[Stored items]

↓

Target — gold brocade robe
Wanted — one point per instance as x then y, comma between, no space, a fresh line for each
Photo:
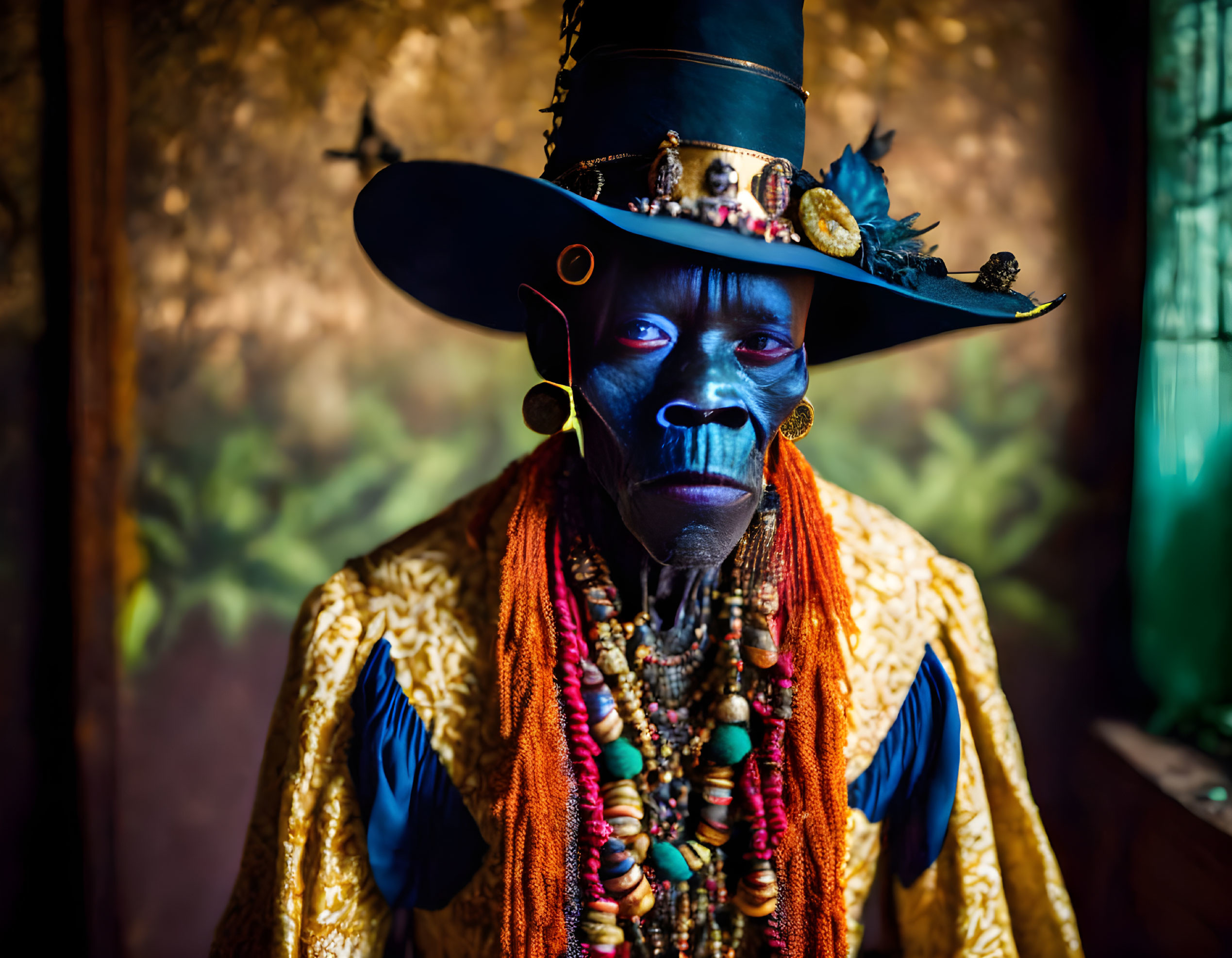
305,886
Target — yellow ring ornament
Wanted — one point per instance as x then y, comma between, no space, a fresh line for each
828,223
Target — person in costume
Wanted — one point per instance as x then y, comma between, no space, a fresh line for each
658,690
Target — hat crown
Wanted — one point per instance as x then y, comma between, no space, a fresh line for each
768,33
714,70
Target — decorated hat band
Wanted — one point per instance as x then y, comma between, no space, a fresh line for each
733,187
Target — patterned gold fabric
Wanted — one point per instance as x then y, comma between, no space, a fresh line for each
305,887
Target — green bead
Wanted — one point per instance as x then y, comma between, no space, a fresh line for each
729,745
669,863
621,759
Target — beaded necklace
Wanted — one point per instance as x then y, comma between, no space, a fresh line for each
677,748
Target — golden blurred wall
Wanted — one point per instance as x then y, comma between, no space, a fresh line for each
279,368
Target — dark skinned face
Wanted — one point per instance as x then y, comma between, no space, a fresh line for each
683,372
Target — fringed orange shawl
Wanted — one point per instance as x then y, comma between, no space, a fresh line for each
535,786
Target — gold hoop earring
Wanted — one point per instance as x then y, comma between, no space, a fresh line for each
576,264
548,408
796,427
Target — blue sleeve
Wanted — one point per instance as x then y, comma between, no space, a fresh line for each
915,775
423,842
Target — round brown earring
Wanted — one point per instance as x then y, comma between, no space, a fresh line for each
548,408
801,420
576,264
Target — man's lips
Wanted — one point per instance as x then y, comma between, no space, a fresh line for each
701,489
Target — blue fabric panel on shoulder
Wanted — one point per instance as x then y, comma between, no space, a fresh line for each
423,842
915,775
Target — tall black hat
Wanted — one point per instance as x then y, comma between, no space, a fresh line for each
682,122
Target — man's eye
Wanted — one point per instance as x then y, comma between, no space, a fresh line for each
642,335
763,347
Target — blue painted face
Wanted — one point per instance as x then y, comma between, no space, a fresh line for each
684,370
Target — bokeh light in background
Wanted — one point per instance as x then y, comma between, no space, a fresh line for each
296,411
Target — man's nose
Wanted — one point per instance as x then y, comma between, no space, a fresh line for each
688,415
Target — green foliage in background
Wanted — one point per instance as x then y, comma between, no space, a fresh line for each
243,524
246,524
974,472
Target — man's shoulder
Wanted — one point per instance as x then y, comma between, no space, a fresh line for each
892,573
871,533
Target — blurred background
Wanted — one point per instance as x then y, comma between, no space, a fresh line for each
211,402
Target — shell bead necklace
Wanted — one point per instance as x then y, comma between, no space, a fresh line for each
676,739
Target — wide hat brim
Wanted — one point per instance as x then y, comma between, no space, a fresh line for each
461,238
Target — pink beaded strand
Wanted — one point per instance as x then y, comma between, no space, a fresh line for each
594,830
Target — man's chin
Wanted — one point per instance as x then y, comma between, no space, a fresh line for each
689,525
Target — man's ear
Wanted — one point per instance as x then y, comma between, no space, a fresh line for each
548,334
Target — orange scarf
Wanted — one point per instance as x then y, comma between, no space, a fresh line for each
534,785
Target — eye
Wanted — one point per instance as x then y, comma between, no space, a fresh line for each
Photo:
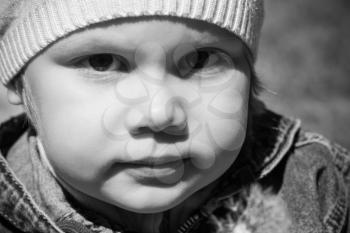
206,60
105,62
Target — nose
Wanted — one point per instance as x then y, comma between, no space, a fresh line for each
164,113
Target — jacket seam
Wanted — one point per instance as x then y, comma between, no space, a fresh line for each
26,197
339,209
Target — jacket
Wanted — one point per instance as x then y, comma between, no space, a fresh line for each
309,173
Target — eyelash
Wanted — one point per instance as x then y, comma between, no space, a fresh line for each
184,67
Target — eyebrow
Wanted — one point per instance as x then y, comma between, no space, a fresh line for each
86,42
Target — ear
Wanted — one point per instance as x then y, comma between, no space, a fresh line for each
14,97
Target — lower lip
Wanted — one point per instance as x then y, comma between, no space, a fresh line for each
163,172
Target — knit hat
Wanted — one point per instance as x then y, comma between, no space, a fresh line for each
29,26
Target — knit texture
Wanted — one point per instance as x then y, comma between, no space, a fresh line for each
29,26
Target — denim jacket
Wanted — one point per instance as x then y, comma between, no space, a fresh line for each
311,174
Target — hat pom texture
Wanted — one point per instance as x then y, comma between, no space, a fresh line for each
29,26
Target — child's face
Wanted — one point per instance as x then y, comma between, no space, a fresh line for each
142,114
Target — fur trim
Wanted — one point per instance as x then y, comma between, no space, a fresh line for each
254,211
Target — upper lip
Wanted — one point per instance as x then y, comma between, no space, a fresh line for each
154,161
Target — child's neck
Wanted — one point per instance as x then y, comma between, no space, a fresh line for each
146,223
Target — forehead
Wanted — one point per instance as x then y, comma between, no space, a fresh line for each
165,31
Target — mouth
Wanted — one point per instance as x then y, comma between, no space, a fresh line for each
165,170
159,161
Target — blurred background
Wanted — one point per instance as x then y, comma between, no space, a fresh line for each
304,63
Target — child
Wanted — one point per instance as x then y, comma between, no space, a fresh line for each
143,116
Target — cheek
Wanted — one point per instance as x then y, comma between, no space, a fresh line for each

↑

- EXERCISE DIRECTIONS -
Copy all the lines of data exactly as they appear, dropping any images.

- THE OUTPUT -
Target — gold brocade robe
Wanted — one point per instance as x then y, comma between, no space, a fresh line for each
Photo:
305,886
Target — yellow ring ornament
Wanted — one point per instance as x then y, comma between, no space, a fresh line for each
828,223
Target — person in costume
Wanted — one point per instance as x then y, comma between, no space, a fresh line for each
658,690
Target — hat crown
Wanted — one point per instance as x then y, comma between, no space, a fresh line for each
768,33
714,70
Target — decorated hat band
Wanted — one point per instance as x then y, comma between, no space, a fresh line for each
733,187
Target — patterned gold fabric
Wanted — one point per instance as x then y, comma between, no space, a fresh line for each
305,887
Target — green bead
Wanted — one point per instance as x then y, comma between, no space, a fresh line for each
729,745
669,863
621,759
Target — beaded necklace
Wanted — one point per instance as x then y, comma between, no space, a fresh line for each
677,748
Target — golden blurred wall
Wanted — one point per instance as x then y, comma between, no space, a fresh line for each
279,368
Target — dark skinned face
Wanted — one point per instance as x then y, comma between, no space, a fresh line for each
683,372
Target — fringed orange shawl
Wanted — one point per instance as x then y, comma between, no space, a fresh line for each
535,786
Target — gold hoop earring
Wanted — one point per instance as x then y, comma between, no space, a fresh line for each
576,264
548,408
796,427
Target — blue sleeve
Wanted — one point per instance as x then y, comma between, no space, a fresh line for each
915,775
423,842
Target — round brown earring
Wanted — one point per instance as x then y, comma between, no space, a fresh line for each
548,408
801,420
576,264
Target — man's lips
Wanted — one point per instance as x then y, comma between, no space, a fresh line for each
701,489
Target — blue fabric panel on shoulder
Wanted — one point per instance as x then y, comma between, no space, a fresh line for each
423,842
915,775
Target — tall black hat
Wanted — one point per instance as x then y, comma between, no space, a fresh line for each
682,122
Target — man's eye
Wanted — one point per instance as x then y, comma between, no space, a fresh line for each
642,335
763,347
Target — blue painted face
Wanted — one point per instance as x then y, comma between, no space, a fresh line for each
684,370
Target — bokeh light in background
Wanted — one point per instance as x then y, comma between, no space, a fresh line for each
296,411
Target — man's nose
Wanted — one point per instance as x then y, comma between, no space, a fresh line for each
688,415
Target — green foliage in background
Wanted — one point per instance as x then y, comma between, no space, a fresh line for each
243,524
246,524
974,472
Target — man's shoulder
Wanted — one point per instance as x then y, comma between, no space, a fresh line for each
892,573
871,533
Target — blurred background
Wanted — one point per instance as x then y, comma between, no space, a fresh line for each
211,402
Target — shell bead necklace
Wanted — one point per instance as x then y, comma between, no space, a fresh line for each
676,739
Target — wide hat brim
Wanted — one point per instance as x then y, comma between, no space, a fresh line for each
461,238
Target — pink beaded strand
Wanted — one point per instance as x then y, comma between, no space, a fresh line for each
594,830
Target — man's chin
Wanted — one point per instance as x then y, comma between, no space, a fresh line for each
689,525
Target — man's ear
Wanted — one point per instance as x then y, comma between, no space, a fresh line for each
548,334
Target — orange scarf
Wanted — one point per instance as x then y, comma between, no space, a fresh line for each
534,785
Target — eye
Wanted — one point per instance as x then y, comma between, no space, a fresh line for each
Photo:
206,60
105,62
Target — nose
Wanted — one point per instance as x then y, comma between, no space, a fresh line for each
164,113
Target — jacket seam
Wanted — one point per instance as x then y, comma between, no space, a fresh line for each
26,197
339,209
Target — jacket
Wanted — one point per instance as x then y, comma between, no space, a fresh line for each
309,173
Target — eyelash
Wanted — one point per instance as x then y, comma between, no space, a fresh line for each
184,67
Target — eyebrow
Wanted — one point per instance as x then y, comma between, no space, a fresh line for each
86,42
Target — ear
Wanted — one point per instance as x then y, comma between, no space, a fresh line for each
14,97
Target — lower lip
Wanted — one point per instance as x then y, comma between, no space, a fresh line for each
163,172
Target — knit hat
Wanted — one point per instance as x then y, comma between, no space, a fresh line for each
29,26
Target — knit texture
Wanted — one point per instance as x then y, comma between, no space, a fresh line for each
29,26
Target — denim jacket
Wanted — one point per instance as x then y, comma between, no space, a fresh line for each
311,174
Target — hat pom texture
Wanted — one point per instance as x then y, comma between, no space, a fresh line for each
29,26
Target — child's face
Wanted — one point per instance as x then y, comma between, no space, a fresh line for each
142,114
Target — fur trim
Wanted — one point per instance as x then y, comma between, no space, a fresh line for each
254,211
Target — upper lip
Wanted — one point per instance as x then y, comma between, no space, a fresh line for each
154,161
Target — child's neck
Wanted — one point per instance as x then y, comma between, no space, a fresh line for each
146,223
Target — forehead
Wanted — one point per instance as x then y, comma between, no space, a fresh line for each
165,31
Target — mouth
Wanted — one point per instance as x then y, comma between, no space, a fresh line for each
165,170
159,161
Target — blurred background
Wanted — one point per instance as x then y, comma between, no space, a fresh line for each
304,63
Target — child
Wanted — one point per instance as x then y, comma between, no space, a fresh line for each
143,116
Target — cheek
Wanted — one point per instance as x then y, comma between, no space, a fresh line for each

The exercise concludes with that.